* _EXCERPT_
'''

Galán’s been murdered,’ said the driver.

Luis Carlos Galán was a liberal left-wing politician running for president in the upcoming 1990 election, and he had been the clear frontrunner. He had promised to reform Colombia’s backward landownership structure, but first and foremost he had attacked the way the elite was protecting a man who would go down in history as one of the most bloodstained mobsters of all times: the ‘King of Cocaine’, Pablo Escobar Gaviria.

We continued across the city. I wanted to keep talking about the murder, but the driver just shrugged his shoulders and dropped his head in what I would later recognise as a very common Colombian gesture. At the same time he uttered two words, a phrase that I would one day come to understand as a verbal accompaniment to the gesture. When poor Colombians say
lo mataron
— literally ‘they murdered him’, but meant more in the sense of ‘he was murdered’ so as to avoid the agent — they make a dismissive gesture in which the neck muscles relax, causing the head to drop. The motion signifies that the topic is closed for discussion; that you have touched on an issue foreigners seem unable to understand: the fact that almost everyone in Colombia has a friend or relative who has been murdered. A child. A parent. A friend. A sibling. It is a collective experience.

But in this case, the comment was not made in relation to a family member but about a presumptive president. Consequently, in this context the words and the gesture took on a less personal, more public meaning. It quite simply established the fact that what had happened was not at all unexpected, as in this country most big conflicts end in not just one murder but several.

When I continued to question the driver about what he thought had happened, he only ever answered me with those same two words, and at my destination I silently handed him a roll of pesos and got out of the car. He drove off, but his stiff answer had left me hanging with all my naïve questions about the elusive agents of Colombia. ‘
Lo mataron.

ONE DAY IN
the 1990s, I went along with a Colombian friend, Alfonso, to buy a gram of
perico
— cocaine — in western Bogotá. It was a typical middle-class neighbourhood, where families in some of the two-storey houses had
tiendas
: little kiosk-like shops in a front room on the ground floor, where they sold cigarettes and staple foods. We entered one of them, and Alfonso asked the young man sorting through packets of gum behind the counter if the ‘philosopher’ was home.

The guy nodded in the affirmative. ‘

. In the bedroom upstairs.’

The question was superfluous, as Alfonso well knew, since the philosopher was paraplegic and could not leave the house. But Colombians are the politest people in the world, and an aspect of their good behaviour is to never take anything for granted.

As we entered the living quarters I winced when I saw who was sitting there, but Alfonso quietly assured me that everything was okay. Four policemen were chatting around the dinner table, feasting on a chicken, and the philosopher’s wife was joking with the uniformed men in a familiar way while she assisted the maid to serve them.

‘Good evening; good evening.’ We greeted everyone as we circumnavigated the party and scuttled up a flight of stairs.

The bedridden philosopher, whose lifeless limbs were covered by a heavy layer of blankets, was flipping through the afternoon-television soap operas. He was somewhere between 60 and 70. Alfonso asked him how he was doing, and he responded with a wisecrack before asking, ‘How many?’

Alfonso held up his index finger.

'''

* _DATASET SECTION_
'''

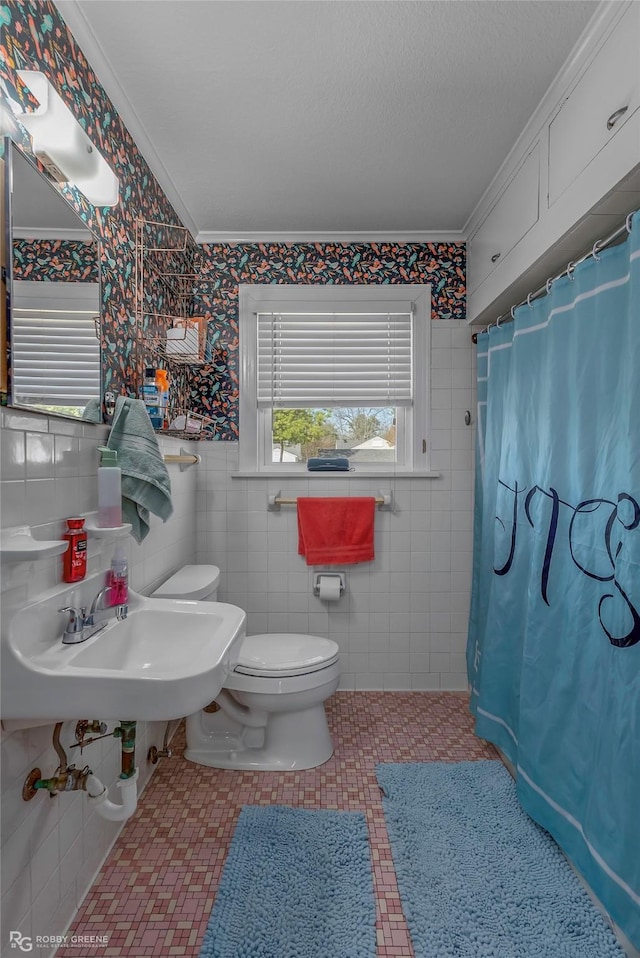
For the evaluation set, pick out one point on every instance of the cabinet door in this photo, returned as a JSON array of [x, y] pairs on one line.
[[511, 218], [601, 103]]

'''

* _ACTIONS TO TAKE_
[1] According to the excerpt about Colombia, what had Luis Carlos Galán promised to reform?
[2] Pick up the excerpt about Colombia after its last sentence and continue it.
The listing plays no role here.

* _ANSWERS FOR THE TASKS_
[1] Colombia's backward landownership structure.

[2]
The philosopher pulled a white envelope out from behind a burgundy silk pillow, placed it on the blanket before him, and accepted the cash.

We went downstairs and made another lap around the officers, wishing them
bon appétit
. ‘
Gracias
,’ they said in unison.

IN SPRING 2007
I had a temporary job with a Swedish aid organisation in Bogotá. We had arranged, along with other non-government organisations, a lobbying meeting with one of the most powerful diplomats in the country: Adrianus Koetsenruijter, the head of the European Commission delegation to Colombia.

The purpose of the meeting was to find out the European Union’s opinion on the human-rights situation in the country. New statistics indicated that the number of displaced people in ‘the world’s longest ongoing armed conflict’ was rapidly approaching four million, and everyone was aware that the cocaine industry had become the primary driving force behind the war. Broadly speaking, the guerrillas controlled the coca-growing peasants, the paramilitary groups controlled the higher levels of cocaine production, and the government waged war on the guerrillas (with support from the US military) under the banner of ‘the war on drugs’; it was a strange triangle of combat, in which all the weapons were financed by some facet of cocaine production.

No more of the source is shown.